- _Document_:
------------------------------------------------------------

Ladies and gentlemen, this is William Tincup. You’re listening to the RecruitingDaily podcast. Today. We have Trina and Alfonso on from Team Dynamics. We’re really going to be talking about their book, it’s about the “Hiring Revolution.” And I made… There’s a reference to 1970s poem and song called “The Revolution Will Not Be Televised.” But really, I want to talk to them about their book and kind of dig into kind of what learned about writing their book and what we can learn from it. So, let’s just jump right into it. Trina, if you would introduce yourself and then Alfonso, and then we’ll introduce Team Dynamics to the rest of the group.

Trina:

Sounds great, and thank you so much for having us. My name is Trina, I am the CEO and one of the co-founders of Team Dynamics and one of the co-authors of “Hiring Revolution.” A couple things to know about me is I come from a 25 year career of being in executive leadership positions at organizations around the country. And with my background in campaigning, I have had the good fortune or the challenge depending on the day of hiring a lot of people, sometimes quickly, sometimes over time. Some other things that are probably important is that I am 40, I am white and I am queer.

William:

Awesome. Alfonso?

Alfonso:

Thanks William, glad to be here. I am president and Trina’s other co-founder at Team Dynamics. Also her co-author on our book, “Hiring Revolution.” And in my career, I have had the opportunity, the misfortune and the fortune of being often the first or only of something. So I’m third generation Mexican American, I’m a millennial and I’m a gay man. And I have been hired into to be the first of one of those things, whether it’s age or race or sexual orientation. And then usually my charge at a bunch of jobs was to help that organization figure out how to “diversify its team.” So I’ve worked on a lot of leadership development programs and a lot of employment fellowship programs that were about sort of changing the pipeline. So that was my angle as we wrote “Hiring Revolution.”

William:

Oh, I love it. And in both cases y’all could check a couple different boxes for people if they’re into checking boxes.

Trina:

It’s true.

William:

So tell us a little bit about Team Dynamics, tell us a little bit about the company.

------------------------------------------------------------

- _Source data_:
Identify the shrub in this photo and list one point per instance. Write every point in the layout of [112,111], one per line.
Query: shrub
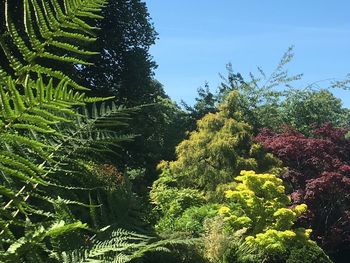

------------------------------------------------------------

- _Task requirements_:
A) According to the podcast transcript, how many years has Trina spent in executive leadership positions?
B) Extend the podcast transcript, starting right after William's last line.
The material comes from a separate source and is unrelated to the podcast transcript.

- _Answers for this exercise_:
A) Twenty-five years.

B)
Alfonso:

Well, Team Dynamics is a national strategy firm. We work with American workplaces who have named equity or inclusion or diversity goals, and we focus on not just articulating the problem, but also figuring out how to shift behavior. So we all know that culture is really important relative to strategy. And so there’s so many folks who do incredible thought leadership around what are the diversity problems? What we want to talk with workplaces about is how do you shift those micro and macro behaviors so you can get closer to those goals? So we work with our clients to interrogate their organizational culture and say, what of these patterns help or hurt in pursuit of whatever your race and gender equity and inclusion goals are?

William:

Oh, that’s fantastic to see it’s to the intentionality or action layer that so many firms have missed. I’m a little bit older I guess, we’ve been talking about diversity in HR for a very long time and a lot of talk. It’s only in the recent few years I think that we’ve actually seen some action. And I think your firm is kind of you’re on the forefront of seeing some of that action because you’re behind the action layer and helping people articulate then actually reach their goals. So I love it. And I could see where companies need you, because sometimes it’s just difficult even if they have the best intentions, which I’m not sure all corporations do. But even if they do have the best intentions, they might not know how to actually get there. So I love that, I love the work that y’all are doing. It is needed, absolutely required and I’m just happy that y’all are doing it. I’m not sure I would like to do it because I know how hard it is.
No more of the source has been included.